_Given entries_
-- -- --

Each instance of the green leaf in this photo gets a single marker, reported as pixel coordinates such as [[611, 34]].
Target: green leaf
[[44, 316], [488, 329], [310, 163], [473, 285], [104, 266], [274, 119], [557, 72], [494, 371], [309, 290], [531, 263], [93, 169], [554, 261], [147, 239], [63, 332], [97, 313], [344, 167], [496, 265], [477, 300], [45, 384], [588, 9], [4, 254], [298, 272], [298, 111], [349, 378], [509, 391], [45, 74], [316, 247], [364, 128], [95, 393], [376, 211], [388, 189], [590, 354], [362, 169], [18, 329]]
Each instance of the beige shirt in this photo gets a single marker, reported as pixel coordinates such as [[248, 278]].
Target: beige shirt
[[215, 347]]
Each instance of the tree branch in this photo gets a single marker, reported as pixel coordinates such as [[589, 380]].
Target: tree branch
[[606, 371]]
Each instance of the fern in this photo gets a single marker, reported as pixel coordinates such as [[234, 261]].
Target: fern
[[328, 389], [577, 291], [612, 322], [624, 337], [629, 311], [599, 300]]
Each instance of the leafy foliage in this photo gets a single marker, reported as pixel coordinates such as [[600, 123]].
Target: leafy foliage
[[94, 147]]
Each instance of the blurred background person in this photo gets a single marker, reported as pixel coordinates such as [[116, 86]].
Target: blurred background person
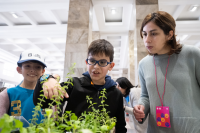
[[131, 96]]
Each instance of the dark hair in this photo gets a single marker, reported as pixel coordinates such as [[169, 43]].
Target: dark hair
[[3, 88], [101, 46], [167, 23], [34, 61], [124, 83]]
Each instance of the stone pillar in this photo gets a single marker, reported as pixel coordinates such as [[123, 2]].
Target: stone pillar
[[131, 58], [79, 36]]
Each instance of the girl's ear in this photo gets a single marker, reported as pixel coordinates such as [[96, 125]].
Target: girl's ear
[[19, 70], [111, 66]]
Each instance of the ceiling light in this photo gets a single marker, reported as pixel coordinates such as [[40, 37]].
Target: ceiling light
[[113, 11], [193, 8], [15, 15]]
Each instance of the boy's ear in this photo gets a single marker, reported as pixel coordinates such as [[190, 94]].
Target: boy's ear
[[19, 70], [111, 66], [43, 72]]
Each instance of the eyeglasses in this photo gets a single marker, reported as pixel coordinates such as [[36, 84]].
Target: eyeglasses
[[101, 63]]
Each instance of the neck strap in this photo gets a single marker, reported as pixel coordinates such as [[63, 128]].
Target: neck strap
[[161, 100]]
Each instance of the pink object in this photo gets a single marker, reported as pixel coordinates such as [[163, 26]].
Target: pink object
[[162, 116]]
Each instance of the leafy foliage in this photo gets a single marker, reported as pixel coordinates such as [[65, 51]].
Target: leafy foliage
[[96, 121]]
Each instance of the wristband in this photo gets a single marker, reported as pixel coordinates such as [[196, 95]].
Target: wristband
[[45, 77]]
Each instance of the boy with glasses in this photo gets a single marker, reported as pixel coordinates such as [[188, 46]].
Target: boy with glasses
[[18, 101], [99, 61]]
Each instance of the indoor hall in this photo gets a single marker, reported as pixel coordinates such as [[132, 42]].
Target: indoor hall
[[63, 30]]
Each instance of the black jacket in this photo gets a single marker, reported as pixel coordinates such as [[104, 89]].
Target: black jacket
[[77, 102]]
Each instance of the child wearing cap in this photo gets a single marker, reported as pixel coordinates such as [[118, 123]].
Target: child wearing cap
[[99, 61], [18, 101]]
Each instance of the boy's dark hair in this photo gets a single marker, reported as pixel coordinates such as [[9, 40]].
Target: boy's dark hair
[[101, 46], [20, 64], [124, 83]]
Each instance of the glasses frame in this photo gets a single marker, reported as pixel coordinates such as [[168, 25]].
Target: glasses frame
[[97, 62]]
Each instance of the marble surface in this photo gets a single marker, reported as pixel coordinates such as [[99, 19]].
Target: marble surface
[[131, 57], [79, 34], [146, 2]]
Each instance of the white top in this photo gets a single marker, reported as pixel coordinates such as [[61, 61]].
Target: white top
[[134, 96]]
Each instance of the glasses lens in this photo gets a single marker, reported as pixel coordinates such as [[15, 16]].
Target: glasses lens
[[103, 63], [91, 61]]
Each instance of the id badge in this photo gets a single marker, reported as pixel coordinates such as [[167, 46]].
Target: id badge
[[162, 116]]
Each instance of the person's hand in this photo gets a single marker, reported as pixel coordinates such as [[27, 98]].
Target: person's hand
[[138, 112], [51, 88]]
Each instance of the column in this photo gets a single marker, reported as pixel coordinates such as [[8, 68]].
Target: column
[[79, 36]]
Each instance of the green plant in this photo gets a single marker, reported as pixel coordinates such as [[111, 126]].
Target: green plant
[[95, 121]]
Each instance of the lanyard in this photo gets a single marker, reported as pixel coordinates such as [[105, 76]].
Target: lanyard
[[161, 100]]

-- -- --

_Exercise goal_
Please transcribe all of the material above character for character, leaving the pictures out.

_Complete output_
Each instance of the green leaf in this photo gets a single marker, reported as pixel coordinates such as [[611, 34]].
Target: green leaf
[[44, 316], [488, 329], [310, 163], [473, 285], [104, 266], [274, 119], [557, 72], [494, 371], [309, 290], [531, 263], [93, 169], [554, 261], [147, 239], [63, 332], [97, 313], [344, 167], [496, 265], [477, 300], [45, 384], [588, 9], [4, 254], [298, 272], [298, 111], [349, 378], [509, 391], [45, 74], [316, 247], [364, 128], [95, 393], [376, 211], [388, 189], [590, 354], [362, 169], [18, 329]]
Each instance of the beige shirt in this photo gets a single marker, reported as pixel coordinates such as [[248, 278]].
Target: beige shirt
[[215, 347]]
Each instance of the tree branch in this photo gets a single marker, reported as pixel coordinates such as [[589, 380]].
Target: tree branch
[[606, 371]]
Each instance of the fern in this photo gets a single marker, reported as pixel coordinates such as [[234, 261]].
Target: fern
[[328, 389], [577, 291], [612, 322], [624, 337], [629, 311], [599, 300]]
Each instance of the leafy foliage in this photo gets a single marker, reported as pixel coordinates such as [[600, 123]].
Target: leafy foliage
[[94, 147]]
Each instance of the blurred background person in this photo gets a single marker, reported as pixel coordinates such as [[116, 86]].
Target: blurred background person
[[131, 96]]
Each instance of the dark hair in this photo gets a single marker, reported as pixel coordinates such as [[169, 43]].
Target: dark hair
[[3, 88], [101, 46], [167, 23], [34, 61], [124, 83]]
Each instance of the stone pillar in this photo gets a single marker, reported as pixel coordinates such as [[123, 2]].
Target: stone pillar
[[131, 58], [79, 36]]
Each instance of the girl's ear in this photo gets a single marker, reported as pixel coordinates such as [[96, 125]].
Target: girl's ear
[[19, 70], [111, 66]]
Each instance of the ceiling light in this photo gets a single marker, reported as pixel coordinates such as [[40, 37]].
Target: ceiling light
[[113, 11], [193, 8], [15, 15]]
Each instance of the boy's ear in this photo gets a single marker, reported as pixel coordinates such as [[190, 94]].
Target: boy's ear
[[19, 70], [111, 66], [43, 72]]
Each instance of the eyeglasses in this photo gets a single marker, reported as pixel coordinates such as [[36, 84]].
Target: eyeglasses
[[101, 63]]
Each instance of the neck strap in this photo gets a single marker, reported as pixel coordinates such as [[63, 128]].
Target: neck strap
[[161, 100]]
Each instance of the pink object in this photo gets a single marker, reported as pixel coordinates such as [[163, 26]].
Target: pink object
[[162, 116]]
Each instance of the leafy foliage in this photo gets a single marker, reported as pixel coordinates such as [[65, 51]].
Target: leafy foliage
[[96, 121]]
Each instance of the wristband in this photo gets a single marker, reported as pixel coordinates such as [[196, 95]].
Target: wristband
[[45, 77]]
Each instance of the boy with glasses in this photo gets a single marker, reported as pixel coordinates such as [[188, 46]].
Target: boy with glasses
[[18, 101], [99, 61]]
Each instance of the indoor hall in this photo gets a single marker, reported as pixel coordinates such as [[132, 42]].
Target: indoor hall
[[63, 30]]
Each instance of the black jacket in this photo gets a single marker, reported as pixel coordinates such as [[104, 89]].
Target: black jacket
[[77, 102]]
Each instance of the child wearing cap in this photo gets a single marker, reported as pixel coordinates such as [[118, 123]].
Target: child wearing cap
[[99, 61], [18, 101]]
Each instance of the boy's dark hair in this photo gets a single marker, reported as pixel coordinates such as [[9, 40]].
Target: boy's dark hair
[[101, 46], [20, 64], [124, 83]]
Each instance of the glasses frame in this photo gets a single marker, reported as pixel coordinates such as [[168, 25]].
Target: glasses frame
[[97, 62]]
Each instance of the marble surface in this photo gets a single marker, reported as pixel coordinates such as [[99, 19]].
Target: marble surface
[[131, 57], [79, 34], [146, 2]]
Each instance of the white top in this photo gets a single marker, reported as pixel coordinates such as [[61, 61]].
Target: white top
[[134, 96]]
Each instance of the glasses lens in this photo gets a single marker, reported as pixel coordinates such as [[15, 16]].
Target: glasses lens
[[103, 63], [91, 61]]
Each instance of the id badge in this photo gets a single marker, reported as pixel coordinates such as [[167, 46]].
Target: id badge
[[162, 116]]
Each instance of the person's hand in this photo gets a single marker, reported as pixel coordinates such as [[27, 98]].
Target: person's hand
[[138, 112], [51, 88]]
Each instance of the column in this photo gets a single marker, reported as pixel coordinates such as [[8, 68]].
Target: column
[[79, 36]]
Each instance of the green plant in this photo gets a single marker, reported as pixel coordinates such as [[111, 126]].
Target: green plant
[[95, 121]]
Each instance of the lanyard in this photo gets a single marker, reported as pixel coordinates such as [[105, 76]].
Target: lanyard
[[161, 100]]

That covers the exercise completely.